* BEGIN RECORDS TO PROCESS *

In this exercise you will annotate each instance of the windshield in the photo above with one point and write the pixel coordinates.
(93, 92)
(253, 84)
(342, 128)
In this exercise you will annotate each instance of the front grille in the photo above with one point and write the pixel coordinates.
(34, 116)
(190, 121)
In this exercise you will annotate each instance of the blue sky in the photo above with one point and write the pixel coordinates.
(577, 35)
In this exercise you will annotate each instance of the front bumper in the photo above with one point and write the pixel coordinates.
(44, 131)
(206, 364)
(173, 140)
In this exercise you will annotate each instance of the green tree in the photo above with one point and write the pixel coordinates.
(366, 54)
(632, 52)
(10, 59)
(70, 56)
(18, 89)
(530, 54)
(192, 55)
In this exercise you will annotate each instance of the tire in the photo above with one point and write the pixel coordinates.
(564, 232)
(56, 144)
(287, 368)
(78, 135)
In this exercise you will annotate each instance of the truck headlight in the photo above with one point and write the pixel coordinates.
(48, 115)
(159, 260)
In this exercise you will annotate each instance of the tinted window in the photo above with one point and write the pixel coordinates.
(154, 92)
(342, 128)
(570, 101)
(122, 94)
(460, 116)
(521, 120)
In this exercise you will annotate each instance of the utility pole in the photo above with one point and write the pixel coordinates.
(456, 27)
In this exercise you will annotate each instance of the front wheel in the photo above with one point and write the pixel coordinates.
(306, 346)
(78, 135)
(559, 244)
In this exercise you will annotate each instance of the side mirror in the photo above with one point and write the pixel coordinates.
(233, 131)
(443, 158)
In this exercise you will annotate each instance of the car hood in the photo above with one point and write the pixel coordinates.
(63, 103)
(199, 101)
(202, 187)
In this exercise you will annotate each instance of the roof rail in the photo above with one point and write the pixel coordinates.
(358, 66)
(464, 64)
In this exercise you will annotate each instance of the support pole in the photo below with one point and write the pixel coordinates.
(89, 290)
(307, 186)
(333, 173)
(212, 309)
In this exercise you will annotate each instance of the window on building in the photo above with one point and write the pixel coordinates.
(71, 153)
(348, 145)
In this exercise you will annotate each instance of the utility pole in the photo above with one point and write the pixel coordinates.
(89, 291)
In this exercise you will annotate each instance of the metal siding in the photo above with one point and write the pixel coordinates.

* END RECORDS TO PROCESS *

§ REQUIREMENTS: Take the lines above and retype all of them exactly.

§ EXERCISE RESULT:
In this exercise you will annotate each instance of the windshield in the photo above with one point and write the pixel coordinates.
(93, 92)
(253, 84)
(342, 128)
In this exercise you will annotate each instance of the front grille in the photo above with one point and write the pixel coordinates.
(34, 116)
(190, 121)
In this exercise you will annotate each instance of the blue sky in the photo above with one point and write the pixel coordinates.
(577, 35)
In this exercise you will annotate each instance of the front bumper in the photo above with one point and write the pixel coordinates.
(44, 131)
(206, 364)
(173, 140)
In this exercise you will annotate each instance of the green tree in the photo above with one point and write the pixel coordinates.
(366, 54)
(632, 52)
(10, 59)
(70, 56)
(18, 89)
(530, 54)
(192, 55)
In this exercise you will annotate each instance of the tire in the photo above with one point and write the pixel coordinates.
(564, 232)
(56, 144)
(287, 368)
(78, 135)
In this exercise you will annotate each instance of the truck headlight in the photo above with one point and write the pixel coordinates.
(48, 115)
(159, 260)
In this exercise you will annotate each instance of the tinted window in the photo above with one point and write the pixel coordinates.
(154, 92)
(342, 128)
(570, 101)
(122, 94)
(460, 116)
(521, 120)
In this exercise you will annotate each instance of the utility pole in the photo above with one point and write the pixel coordinates.
(456, 27)
In this exercise you will annotate each instance of the front wheel in the photo above with one point and write the pixel coordinates.
(306, 346)
(78, 135)
(559, 244)
In this exercise you will annotate each instance of the side mirror in the photo above with one point and write the pixel coordinates.
(233, 131)
(443, 158)
In this exercise you will annotate each instance of the car hood in the photo above with one point and write the pixel coordinates.
(63, 103)
(199, 101)
(202, 187)
In this exercise you will annotate each instance of the roof rail in the photo above with one point and write the pixel coordinates.
(358, 66)
(464, 64)
In this exercise you will annotate each instance of the support pole in the photo below with one point and write the pixel coordinates.
(89, 290)
(307, 186)
(333, 173)
(212, 309)
In this exercise you will annotate each instance of the window on building in the photo above with one point and write the pixel coordinates.
(71, 153)
(348, 145)
In this exercise you will annotate each instance of the utility pole in the photo above with one point and write the pixel coordinates.
(89, 291)
In this exercise you will annotate each instance of the metal siding in the photo above with one point and write the pixel coordinates.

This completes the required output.